Object position labeling entries:
# # # # # # #

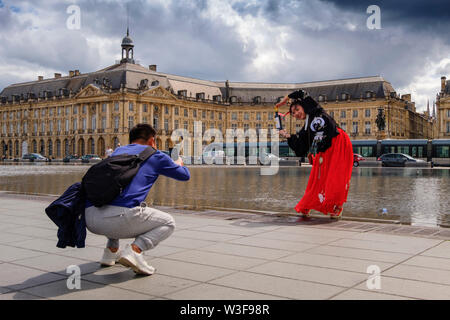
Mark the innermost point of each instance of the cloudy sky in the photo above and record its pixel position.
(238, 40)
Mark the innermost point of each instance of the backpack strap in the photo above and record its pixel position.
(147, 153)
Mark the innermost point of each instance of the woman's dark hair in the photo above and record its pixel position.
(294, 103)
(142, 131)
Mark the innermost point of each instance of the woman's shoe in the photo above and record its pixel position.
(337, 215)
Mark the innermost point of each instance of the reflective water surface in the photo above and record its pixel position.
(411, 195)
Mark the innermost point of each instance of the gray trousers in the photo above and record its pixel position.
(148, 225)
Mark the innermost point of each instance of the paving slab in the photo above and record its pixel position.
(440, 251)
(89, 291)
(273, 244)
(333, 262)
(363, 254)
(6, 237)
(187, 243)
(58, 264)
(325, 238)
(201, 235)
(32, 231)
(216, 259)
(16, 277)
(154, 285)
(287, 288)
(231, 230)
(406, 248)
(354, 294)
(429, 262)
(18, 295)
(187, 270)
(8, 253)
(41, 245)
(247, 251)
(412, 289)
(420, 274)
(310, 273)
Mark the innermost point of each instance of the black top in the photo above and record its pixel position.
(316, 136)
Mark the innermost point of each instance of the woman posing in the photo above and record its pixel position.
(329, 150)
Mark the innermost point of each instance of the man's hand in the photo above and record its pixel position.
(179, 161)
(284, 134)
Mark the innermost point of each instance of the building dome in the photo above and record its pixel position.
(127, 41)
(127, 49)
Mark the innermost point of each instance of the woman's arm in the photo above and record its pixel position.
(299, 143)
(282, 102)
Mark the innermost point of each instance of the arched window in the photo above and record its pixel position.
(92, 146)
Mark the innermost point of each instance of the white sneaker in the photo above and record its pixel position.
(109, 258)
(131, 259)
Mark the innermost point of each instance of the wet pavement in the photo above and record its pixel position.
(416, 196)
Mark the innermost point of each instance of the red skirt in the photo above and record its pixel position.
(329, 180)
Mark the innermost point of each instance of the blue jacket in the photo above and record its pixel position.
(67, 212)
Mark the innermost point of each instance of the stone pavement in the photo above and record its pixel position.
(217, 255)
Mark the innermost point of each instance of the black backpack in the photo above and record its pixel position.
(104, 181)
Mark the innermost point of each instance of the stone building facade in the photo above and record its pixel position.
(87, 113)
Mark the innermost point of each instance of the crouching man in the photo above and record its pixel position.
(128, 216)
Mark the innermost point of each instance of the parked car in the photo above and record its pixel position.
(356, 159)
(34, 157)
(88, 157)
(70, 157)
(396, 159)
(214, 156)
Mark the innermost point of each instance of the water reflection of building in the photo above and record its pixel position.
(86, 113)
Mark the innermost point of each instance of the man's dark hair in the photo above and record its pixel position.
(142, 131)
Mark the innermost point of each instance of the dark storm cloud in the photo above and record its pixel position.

# # # # # # #

Drop the images and repeat the data exactly.

▶ TASK RESPONSE
Mark the innermost point of each instance of the cloudy sky in the photo above and record its pixel position.
(238, 40)
Mark the innermost point of each instance of the backpack strap in the photo above and record its pixel position.
(147, 153)
Mark the innermost point of each instance of the woman's dark hair in the photo above and record its pixel position.
(294, 103)
(142, 131)
Mark the innermost point of each instance of the woman's shoe in the photo above and record its pixel position.
(337, 215)
Mark the innermost point of each instance of the reflective water surface in the photo above and record its pixel position.
(411, 195)
Mark the innermost point of each instance of the gray trousers in the photo above and record its pixel position.
(148, 225)
Mark the innermost point of each instance of the paving slab in the photo above and record its pixel position.
(440, 251)
(89, 291)
(273, 244)
(333, 262)
(363, 254)
(6, 237)
(187, 243)
(58, 264)
(325, 238)
(201, 235)
(32, 231)
(216, 259)
(16, 277)
(154, 285)
(287, 288)
(231, 230)
(406, 248)
(354, 294)
(429, 262)
(18, 295)
(187, 270)
(8, 253)
(41, 245)
(247, 251)
(412, 289)
(420, 274)
(310, 273)
Mark the innermost point of each instance of the black top in the photo above and record its pixel position.
(316, 136)
Mark the innermost point of each instance of the woman posing in the photo above and record its pixel position.
(329, 150)
Mark the innermost point of each instance of the man's hand in the photo above and record its pixel position.
(179, 161)
(284, 134)
Mark the innermost point of each instance of the building dome in the photo above and record its pixel position.
(127, 41)
(127, 49)
Mark the innermost point of each instance of the woman's arm in the photo above and record its pixel position.
(299, 143)
(282, 102)
Mark the innermost point of each instance of the arched window in the photo above and record its pixel position.
(92, 146)
Mark the innermost point of each instance of the white sneaker in the photo above and record its pixel position.
(109, 258)
(131, 259)
Mark the innermost point of each instance of the wet pavement in the photo above and record its pixel position.
(416, 196)
Mark the innermost point of each instance of the red skirt in the photo above and record its pixel position.
(329, 180)
Mark the innermost point of each instance of the blue jacket in the photo above and record its pixel position.
(67, 212)
Mark the innermost point of each instance of the stone pavement in the photo above and record its pixel position.
(217, 255)
Mark the innermost point of each instance of the black backpack in the photo above and record its pixel position.
(104, 181)
Mark the innermost point of each instance of the stone building facade in the photo above and record its pixel position.
(87, 113)
Mark the innermost point of each instance of the crouching man in the photo above and record its pixel position.
(128, 216)
Mark the innermost point of each instance of the parked car in the photo above and record its pixel position.
(356, 159)
(34, 157)
(88, 157)
(70, 157)
(396, 159)
(214, 156)
Mark the innermost point of each instance of the water reflection of building in the photo above and record its pixel position.
(86, 113)
Mark the innermost point of each instance of the man's dark hair in the photo above and record its pixel position.
(142, 131)
Mark the innermost point of each instance of the dark storm cloud in the photo above and record its pixel position.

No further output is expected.